EXCERTO CITADO -
= = = = = = =

"[...] o inóspito, árido e descurado processo encontra-se estreitamente relacionado com as correntes espirituais dos povos e [...] as suas diversas concretizações devem ser incluídas entre os mais importantes testemunhos da cultura" (F. Klein (1902))



04/09/2018

Jurisprudência 2018 (64)


Penhora; bens móveis;
presunção; ilisão

 
1. O sumário de RL 6/3/2018 (3625/14.3T8OER-A.L1-7) é o seguinte:

I – O agente de execução deve proceder à penhora de bens móveis não sujeitos a registo encontrados em poder do executado, por se presumir que estes lhe pertencem, cabendo, depois, ao executado ou a terceiro ilidir, querendo, essa presunção perante o juiz mediante a apresentação de requerimento acompanhado da prova documental donde resulte manifesto o direito do terceiro sobre os bens penhorados;

II – Estando em causa bens não sujeitos a registo, a prova documental inequívoca a que se refere o nº 3 do art. 764 do C.P.C. tem de fazer-se, as mais das vezes, a partir de indicadores que, não constituindo embora demonstração direta da titularidade dos mesmos por terceiros, assegure, de forma suficiente, que estes não pertencem ao executado;

III – O indicado preceito serve o princípio da economia processual, permitindo a demonstração expedita – pelo executado, por alguém em seu nome ou por terceiro – de que o bem penhorado não deve, afinal, ser afetado pela diligência por não constituir propriedade do executado.

= = = = = = =

Entradas de contornos de áreas rotuladas:
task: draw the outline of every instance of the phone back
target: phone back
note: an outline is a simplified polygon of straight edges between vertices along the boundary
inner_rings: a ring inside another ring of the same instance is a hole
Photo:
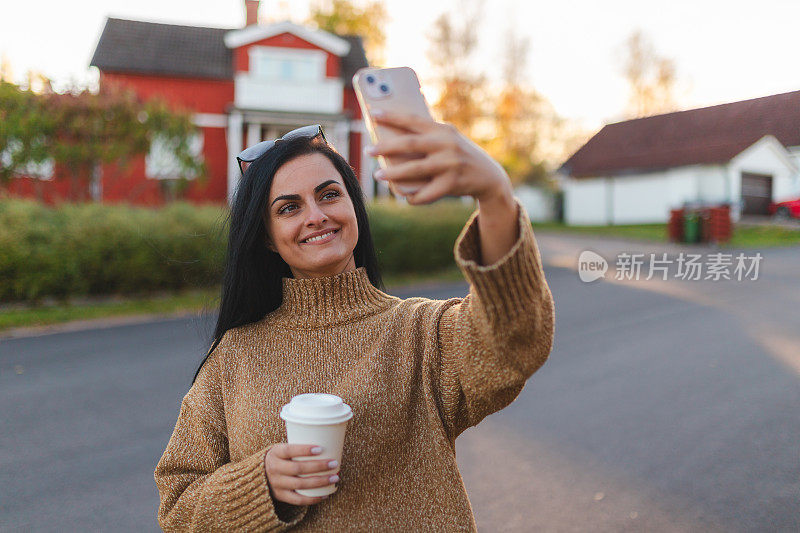
[[[387,112],[411,113],[433,120],[425,97],[420,91],[417,74],[409,67],[362,68],[353,76],[353,87],[364,115],[370,138],[373,143],[402,135],[395,128],[377,124],[372,118],[375,109]],[[378,157],[378,163],[386,168],[415,157]]]

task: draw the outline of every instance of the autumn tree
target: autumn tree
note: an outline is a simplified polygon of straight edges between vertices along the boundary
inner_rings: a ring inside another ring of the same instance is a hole
[[[0,181],[50,163],[66,171],[54,179],[69,179],[72,199],[98,200],[102,166],[124,168],[133,156],[148,153],[157,138],[168,139],[184,173],[179,181],[202,178],[205,166],[190,148],[196,131],[189,114],[121,88],[36,94],[2,82]]]
[[[380,0],[357,4],[350,0],[315,0],[308,23],[337,35],[360,35],[370,65],[386,58],[386,6]]]
[[[623,73],[630,87],[629,116],[643,117],[676,109],[675,61],[659,55],[642,30],[634,31],[625,41]]]
[[[434,110],[466,135],[484,114],[486,76],[473,64],[482,11],[481,0],[461,0],[454,13],[436,19],[428,36],[428,60],[439,88]]]

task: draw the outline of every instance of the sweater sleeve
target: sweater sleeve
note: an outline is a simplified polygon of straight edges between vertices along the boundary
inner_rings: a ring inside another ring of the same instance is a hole
[[[515,203],[519,236],[494,264],[480,264],[479,211],[456,240],[470,290],[445,309],[437,330],[438,400],[451,441],[514,401],[552,349],[553,297],[528,214]]]
[[[272,444],[230,462],[218,355],[209,357],[183,398],[156,466],[158,522],[164,531],[284,531],[308,508],[280,506],[271,498],[264,458]]]

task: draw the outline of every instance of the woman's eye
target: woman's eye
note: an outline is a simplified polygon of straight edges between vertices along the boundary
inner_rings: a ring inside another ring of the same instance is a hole
[[[327,191],[322,195],[322,198],[323,199],[331,199],[331,198],[336,198],[338,196],[341,196],[341,193],[339,191]],[[290,207],[295,207],[296,208],[297,204],[293,204],[292,203],[292,204],[284,205],[283,207],[278,209],[278,214],[279,215],[283,215],[284,213],[290,213],[292,211],[296,211],[297,210],[297,209],[289,209]]]
[[[290,207],[296,207],[296,205],[295,204],[286,204],[285,206],[283,206],[280,209],[278,209],[278,214],[282,215],[284,213],[288,213]]]

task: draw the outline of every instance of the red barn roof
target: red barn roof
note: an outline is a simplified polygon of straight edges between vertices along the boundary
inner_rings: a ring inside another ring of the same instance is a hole
[[[608,124],[561,171],[581,178],[724,163],[765,135],[800,146],[800,91]]]

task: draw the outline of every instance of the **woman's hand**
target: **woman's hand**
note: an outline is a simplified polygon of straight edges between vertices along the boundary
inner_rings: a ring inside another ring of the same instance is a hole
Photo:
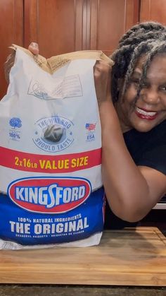
[[[33,54],[39,54],[39,46],[38,44],[36,42],[32,42],[29,45],[28,49]],[[9,83],[9,73],[11,67],[13,67],[14,64],[15,56],[15,51],[13,50],[13,52],[11,54],[9,54],[9,56],[7,57],[7,60],[4,64],[5,78],[8,83]]]
[[[102,102],[112,101],[110,95],[111,66],[103,61],[96,61],[94,67],[94,84],[98,107]]]

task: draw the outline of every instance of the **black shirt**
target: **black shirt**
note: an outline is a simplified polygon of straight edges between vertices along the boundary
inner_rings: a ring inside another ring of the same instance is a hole
[[[166,120],[146,133],[131,129],[124,134],[124,139],[136,165],[150,167],[166,174]],[[105,228],[119,229],[136,225],[116,217],[106,202]]]

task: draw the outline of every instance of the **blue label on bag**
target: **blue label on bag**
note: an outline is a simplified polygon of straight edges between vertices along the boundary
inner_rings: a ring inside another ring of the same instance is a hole
[[[12,182],[8,195],[0,194],[0,220],[3,221],[0,237],[34,245],[74,242],[101,232],[103,228],[103,189],[91,192],[89,181],[71,178],[70,191],[66,186],[68,182],[64,177],[26,178]],[[56,200],[58,187],[60,189]],[[44,211],[41,212],[41,208]]]

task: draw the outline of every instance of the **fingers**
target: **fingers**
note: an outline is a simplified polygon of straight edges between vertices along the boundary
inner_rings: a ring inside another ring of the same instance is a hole
[[[31,42],[31,44],[28,47],[28,49],[33,54],[39,54],[39,45],[36,42]]]
[[[9,56],[7,57],[6,61],[4,64],[4,72],[5,72],[5,78],[6,82],[9,83],[9,73],[11,67],[14,64],[15,52],[13,51]]]

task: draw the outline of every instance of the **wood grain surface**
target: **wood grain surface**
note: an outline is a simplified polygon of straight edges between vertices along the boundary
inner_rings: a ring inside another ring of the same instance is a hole
[[[166,237],[156,227],[104,232],[99,246],[0,251],[0,283],[166,286]]]

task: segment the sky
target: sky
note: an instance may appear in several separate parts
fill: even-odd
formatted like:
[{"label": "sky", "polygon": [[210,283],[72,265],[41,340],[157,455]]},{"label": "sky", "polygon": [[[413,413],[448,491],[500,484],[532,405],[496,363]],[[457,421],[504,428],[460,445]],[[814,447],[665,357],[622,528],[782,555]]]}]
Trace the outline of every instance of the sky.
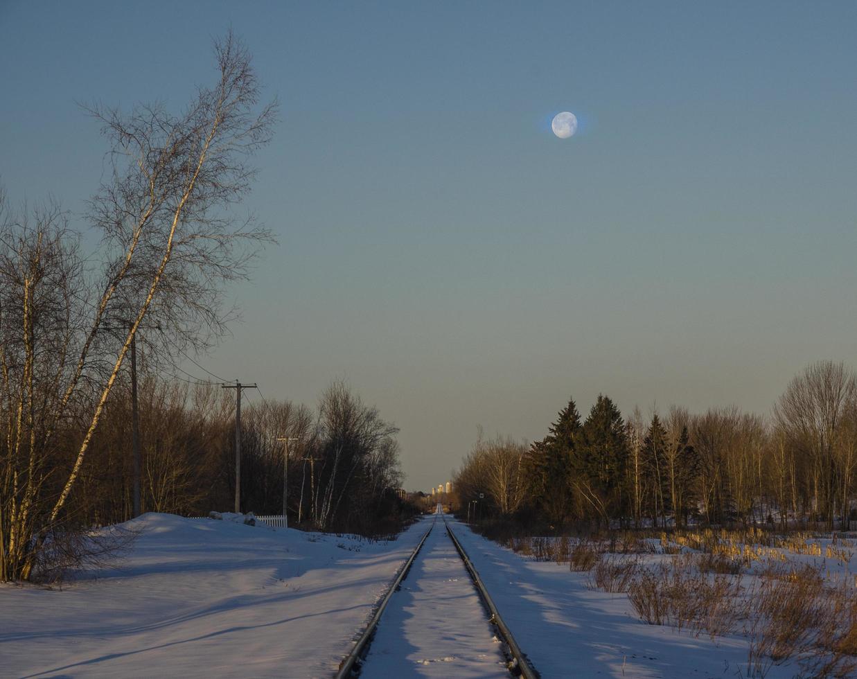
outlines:
[{"label": "sky", "polygon": [[85,231],[79,104],[180,111],[230,27],[280,102],[245,203],[279,244],[200,363],[308,405],[346,380],[407,488],[570,396],[766,413],[857,365],[857,3],[0,0],[9,198]]}]

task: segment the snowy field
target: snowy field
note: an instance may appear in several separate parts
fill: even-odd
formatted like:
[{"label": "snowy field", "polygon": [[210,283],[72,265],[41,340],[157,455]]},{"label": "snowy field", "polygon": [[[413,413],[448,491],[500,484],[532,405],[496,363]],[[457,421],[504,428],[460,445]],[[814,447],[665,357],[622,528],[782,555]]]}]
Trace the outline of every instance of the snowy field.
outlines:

= = = = = = =

EXERCÍCIO PROPOSTO A - No sumário sobre a penhora de bens móveis, que princípio serve o preceito referido no ponto III?
EXERCÍCIO PROPOSTO B - Transcreva do sumário sobre a penhora de bens móveis o trecho que começa nas palavras "II – Estando" e termina em "propriedade do executado.".

RESPOSTA AO EXERCÍCIO A - Serve o princípio da economia processual.

RESPOSTA AO EXERCÍCIO B -
II – Estando em causa bens não sujeitos a registo, a prova documental inequívoca a que se refere o nº 3 do art. 764 do C.P.C. tem de fazer-se, as mais das vezes, a partir de indicadores que, não constituindo embora demonstração direta da titularidade dos mesmos por terceiros, assegure, de forma suficiente, que estes não pertencem ao executado;

III – O indicado preceito serve o princípio da economia processual, permitindo a demonstração expedita – pelo executado, por alguém em seu nome ou por terceiro – de que o bem penhorado não deve, afinal, ser afetado pela diligência por não constituir propriedade do executado.